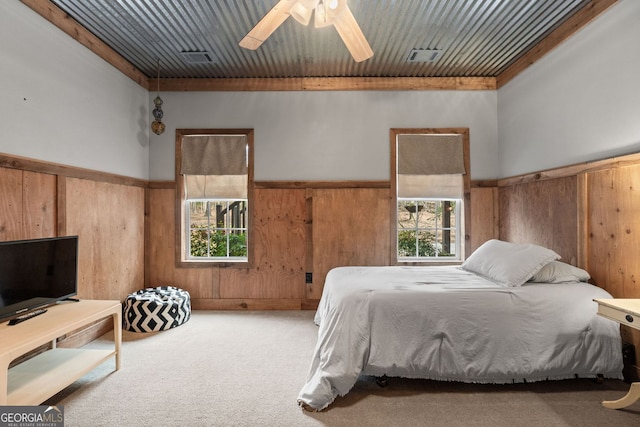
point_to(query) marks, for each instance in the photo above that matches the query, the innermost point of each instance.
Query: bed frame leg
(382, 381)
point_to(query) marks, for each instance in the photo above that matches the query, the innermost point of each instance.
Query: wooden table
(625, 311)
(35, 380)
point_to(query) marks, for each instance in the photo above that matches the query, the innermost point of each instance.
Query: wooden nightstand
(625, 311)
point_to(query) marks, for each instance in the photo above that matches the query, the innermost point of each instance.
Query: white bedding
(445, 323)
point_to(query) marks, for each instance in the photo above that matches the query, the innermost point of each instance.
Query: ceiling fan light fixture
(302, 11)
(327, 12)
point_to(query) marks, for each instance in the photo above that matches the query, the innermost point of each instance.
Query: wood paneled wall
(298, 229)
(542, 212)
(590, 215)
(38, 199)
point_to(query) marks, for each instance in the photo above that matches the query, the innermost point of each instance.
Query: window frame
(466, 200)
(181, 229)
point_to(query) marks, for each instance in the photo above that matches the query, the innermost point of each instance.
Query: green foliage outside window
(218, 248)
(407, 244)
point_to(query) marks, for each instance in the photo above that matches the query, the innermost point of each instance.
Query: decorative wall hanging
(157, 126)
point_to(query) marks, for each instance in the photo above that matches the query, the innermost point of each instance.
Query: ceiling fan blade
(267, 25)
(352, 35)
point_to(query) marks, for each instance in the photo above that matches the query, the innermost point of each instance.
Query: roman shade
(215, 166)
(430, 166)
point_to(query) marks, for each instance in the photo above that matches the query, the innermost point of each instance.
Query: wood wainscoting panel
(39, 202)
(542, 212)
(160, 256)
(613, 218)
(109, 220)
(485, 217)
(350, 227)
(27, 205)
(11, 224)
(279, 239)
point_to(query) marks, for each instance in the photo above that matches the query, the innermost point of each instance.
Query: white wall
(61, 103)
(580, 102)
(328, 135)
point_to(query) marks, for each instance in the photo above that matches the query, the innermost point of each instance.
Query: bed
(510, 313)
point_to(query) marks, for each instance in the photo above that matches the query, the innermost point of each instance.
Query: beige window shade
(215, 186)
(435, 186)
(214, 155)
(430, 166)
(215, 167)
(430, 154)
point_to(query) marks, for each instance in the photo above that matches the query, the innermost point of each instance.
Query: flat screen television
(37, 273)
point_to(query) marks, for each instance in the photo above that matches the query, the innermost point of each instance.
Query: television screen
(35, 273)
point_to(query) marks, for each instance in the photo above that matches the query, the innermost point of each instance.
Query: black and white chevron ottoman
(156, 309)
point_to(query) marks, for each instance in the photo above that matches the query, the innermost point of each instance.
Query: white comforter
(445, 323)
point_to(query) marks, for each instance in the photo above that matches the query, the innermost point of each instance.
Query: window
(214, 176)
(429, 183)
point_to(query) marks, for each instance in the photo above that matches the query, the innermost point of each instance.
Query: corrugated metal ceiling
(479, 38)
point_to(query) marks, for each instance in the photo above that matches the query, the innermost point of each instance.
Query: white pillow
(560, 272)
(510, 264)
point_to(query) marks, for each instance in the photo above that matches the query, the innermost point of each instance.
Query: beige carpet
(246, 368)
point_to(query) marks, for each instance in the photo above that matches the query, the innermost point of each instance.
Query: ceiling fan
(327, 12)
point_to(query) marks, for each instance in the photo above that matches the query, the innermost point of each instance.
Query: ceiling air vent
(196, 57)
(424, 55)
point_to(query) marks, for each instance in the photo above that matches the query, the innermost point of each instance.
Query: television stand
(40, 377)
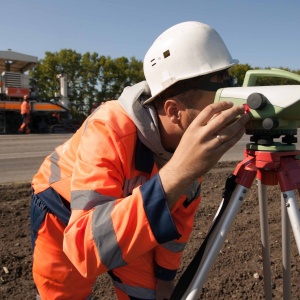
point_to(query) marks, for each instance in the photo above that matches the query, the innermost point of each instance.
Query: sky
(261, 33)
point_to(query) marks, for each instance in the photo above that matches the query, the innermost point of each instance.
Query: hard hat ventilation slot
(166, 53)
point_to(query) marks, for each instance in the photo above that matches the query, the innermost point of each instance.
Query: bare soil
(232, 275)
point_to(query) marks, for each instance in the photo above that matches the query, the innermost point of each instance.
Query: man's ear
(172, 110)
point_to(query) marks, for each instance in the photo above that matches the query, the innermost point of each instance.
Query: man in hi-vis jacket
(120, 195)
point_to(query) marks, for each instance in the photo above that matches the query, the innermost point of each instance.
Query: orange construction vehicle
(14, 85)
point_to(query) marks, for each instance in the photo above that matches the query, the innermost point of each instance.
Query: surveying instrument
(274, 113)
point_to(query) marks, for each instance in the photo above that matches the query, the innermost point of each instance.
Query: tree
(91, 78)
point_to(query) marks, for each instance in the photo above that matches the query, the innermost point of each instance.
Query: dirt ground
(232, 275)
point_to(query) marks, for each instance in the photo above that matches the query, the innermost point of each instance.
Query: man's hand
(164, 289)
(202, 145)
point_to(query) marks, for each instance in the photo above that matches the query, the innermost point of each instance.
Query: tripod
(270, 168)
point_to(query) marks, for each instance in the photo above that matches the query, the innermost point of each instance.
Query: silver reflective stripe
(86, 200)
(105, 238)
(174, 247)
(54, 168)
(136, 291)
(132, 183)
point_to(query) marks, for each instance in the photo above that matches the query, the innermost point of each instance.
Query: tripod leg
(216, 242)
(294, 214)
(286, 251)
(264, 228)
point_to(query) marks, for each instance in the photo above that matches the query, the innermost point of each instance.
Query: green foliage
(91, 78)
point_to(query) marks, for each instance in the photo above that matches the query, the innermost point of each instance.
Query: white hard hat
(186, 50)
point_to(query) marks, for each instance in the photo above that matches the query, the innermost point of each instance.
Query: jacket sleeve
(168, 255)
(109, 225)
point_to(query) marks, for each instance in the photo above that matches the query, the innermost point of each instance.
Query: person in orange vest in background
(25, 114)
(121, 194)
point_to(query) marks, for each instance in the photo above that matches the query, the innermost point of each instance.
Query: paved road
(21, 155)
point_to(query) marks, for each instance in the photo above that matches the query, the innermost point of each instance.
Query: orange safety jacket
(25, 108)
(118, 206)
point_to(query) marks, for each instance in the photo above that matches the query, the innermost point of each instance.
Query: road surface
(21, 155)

--

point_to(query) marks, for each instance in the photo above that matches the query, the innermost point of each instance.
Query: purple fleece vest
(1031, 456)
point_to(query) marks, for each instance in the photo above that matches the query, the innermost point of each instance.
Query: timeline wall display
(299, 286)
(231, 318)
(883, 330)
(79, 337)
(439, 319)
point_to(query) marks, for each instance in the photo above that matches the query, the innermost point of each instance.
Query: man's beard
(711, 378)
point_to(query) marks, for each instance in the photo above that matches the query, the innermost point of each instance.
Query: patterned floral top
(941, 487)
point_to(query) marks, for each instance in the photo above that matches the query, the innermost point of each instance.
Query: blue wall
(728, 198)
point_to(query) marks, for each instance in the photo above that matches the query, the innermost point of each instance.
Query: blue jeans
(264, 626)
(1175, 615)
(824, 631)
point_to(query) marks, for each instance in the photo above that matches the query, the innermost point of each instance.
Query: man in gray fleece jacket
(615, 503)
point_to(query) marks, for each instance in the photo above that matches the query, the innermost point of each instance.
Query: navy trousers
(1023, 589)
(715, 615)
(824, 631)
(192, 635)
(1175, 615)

Set task:
Which lines in the entries above contain the word "window"? Copy each such line in full, and treat uppercase and lowercase letters as distinct.

Written answer:
Query: window frame
Query: green foliage outside window
Query: beige window shade
Query: window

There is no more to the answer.